### Votre objectif
Rédigez la suite du compte rendu sur les libertés en Algérie en reprenant juste après sa dernière phrase.

Femmes, « Hors-la-Loi » et démocrates en Algérie

par Olivier Perriet
samedi 23 octobre 2010

Il y a les films à spectacle et à message, largement subventionnés et promus par les pouvoirs publics.

Il y a ces scènes de liesse « spontanées », aux couleurs nationales, lors des matchs de foot.

Il y a ces discours officiels, mobilisateurs et unanimistes, contre l’ancienne puissance coloniale.

Et il y a les livres qui ne sont pas publiés, les événements que l’on tait.

Le 29 septembre dernier, le Forum de l’Institut régional du travail social de Lorraine accueillait à Nancy, en partenariat avec l’Association des travailleurs maghrébins de France (ATMF), la comédienne et militante Nadia Kaci, auteur du livre Laissées pour mortes, le lynchage des femmes de Hassi Messaoud et Ahmed Dahmani, universitaire et membre de la Ligue des droits de l’homme.
 
Les deux invités se sont exprimés devant plusieurs dizaines d’auditeurs, en majeure partie maghrébins ou d’origine maghrébine, sur le thème des libertés en Algérie avant d’échanger avec la salle, sous l’arbitrage d’un membre de l’ATMF et des responsables du Forum.
 
Ahmed Dahmani a ouvert le feu en tentant d’apporter des éléments de réponse à la problématique des libertés et de la situation des droits de l’Homme en Algérie 48 ans après l’indépendance.
 
Son exposé débuta par une chronologie des faits depuis les années 80 jusqu’à maintenant, et se conclut par une présentation de la situation actuelle des droits de l’homme en Algérie.
 
Depuis 1962 jusqu’aux années 80, l’Algérie a vécu sous le régime du parti unique, le FLN.
À partir du milieu des années 80 "l’étau s’[est] desserr[é]" même si, avec le recul, ce fut aussi une "tyrannie du statu-quo".
Un certain nombre d’assouplissements aux pratiques autoritaires en vigueur s’imposent :
1980 : implantation de la première Ligue des droits de l’Homme en Algérie,
1987 : assouplissement de la loi sur les associations,
Novembre 1988 : fin du parti unique et libéralisation des médias etc…
En réalité, d’après M Dahmani, ces mesures ont été adoptées non par conviction mais par tactique, sous la pression d’événements populaires :
"Printemps berbère" en 1980, émeutes liées à "la mal-vie" en octobre 1988, où de jeunes algérois s’en prennent à tout ce qui représente l’État, les institutions et l’autorité. Dans ce dernier cas, la répression, extrêmement brutale, avec des tirs à balles réelles de l’armée sur les émeutiers, plusieurs centaines de morts et des milliers de blessés, fut un électrochoc et prouva que le statu quo était intenable.
 
Le pouvoir lâcha du lest, mais il ne s’agissait que d’un relâchement de façade : il y a toujours un "noyau dur" extrêmement opaque, autour de quelques chefs de l’armée et des services de sécurité, qui contrôle la vie politique et la redistribution des ressources. Par exemple, personne ne sait réellement comment sont utilisées les réserves de change, quelles sont les revenus de la Sonatrach (1ère entreprise publique algérienne, etc…). Et, même si le multipartisme fut instauré, on a assisté à un très fort émiettement du champ politique, avec près de 80 partis qui furent encouragés et reçurent des subventions.

### Données disponibles
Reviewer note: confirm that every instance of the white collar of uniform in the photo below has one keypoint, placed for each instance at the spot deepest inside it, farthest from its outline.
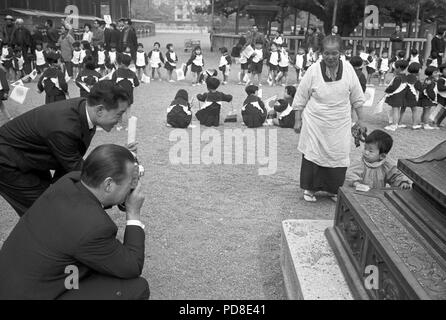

### Réponse attendue
 
C’est d’ailleurs au cours de cette période de libéralisation, en 1984, que fut adopté le très régressif Code de la famille, dont l’ombre plane sur les émeutes de Hassi Messaoud.
 
Évoquant la dernière élection présidentielle du 9 avril 2009, M Dahmani rappela que la Constitution interdisait au président sortant de se représenter plus d’une fois. Bouteflika l’a donc fait modifier, à l’instar de Ben Ali en Tunisie, et, malgré un boycott que les observateurs ont considéré comme massif, les résultats officiels ont donné une participation de 99% et 74% des voix dès le premier tour pour le sortant.
 
La question de l’état d’urgence permit ensuite à M Dahmani d’introduire le thème des violations des droits de l’homme et des libertés durant cette période :
 
Promulgué en février 1991 dans la foulée de l’annulation des élections qui allaient être remportées par le FIS, il a été décrété pour une durée de 12 mois. Il est encore en vigueur actuellement puisqu’il a régulièrement été prorogé sans vote de l’Assemblée. Or, d’après le gouvernement lui-même, le terrorisme est résiduel dans le pays, donc il n’a plus aucune raison d’être. L’état d’urgence permet de restreindre à volonté toutes les libertés (manifestation…).
 
Autre problématique, celle des disparitions au cours de la guerre civile. Environ 10000 personnes ont disparues depuis 1990. Cependant la Charte pour la paix et la réconciliation nationale de 2006 a absout les services de sécurité et les anciens terroristes "qui ne sont pas coupables des crimes les plus odieux". Les critiques contre les atteintes aux droits de l’homme perpétrées par les forces de sécurité sont érigées en infractions pénales.
 
Les libertés syndicales sont l’objet de nombreuses violations ; pour exemple, les grèves sont très souvent déclarées illégales. Jusqu’en 1990, il n’existait qu’un syndicat, lié au parti unique, l’Union générale des travailleurs algériens (UGTG). La loi du 2 juin 1990 a autorisé d’autres syndicats, mais le pouvoir préfère toujours traiter avec l’UGTG, devenue une sinécure pour apparatchiks, détachée du sort des salariés qu’elle prétend représenter.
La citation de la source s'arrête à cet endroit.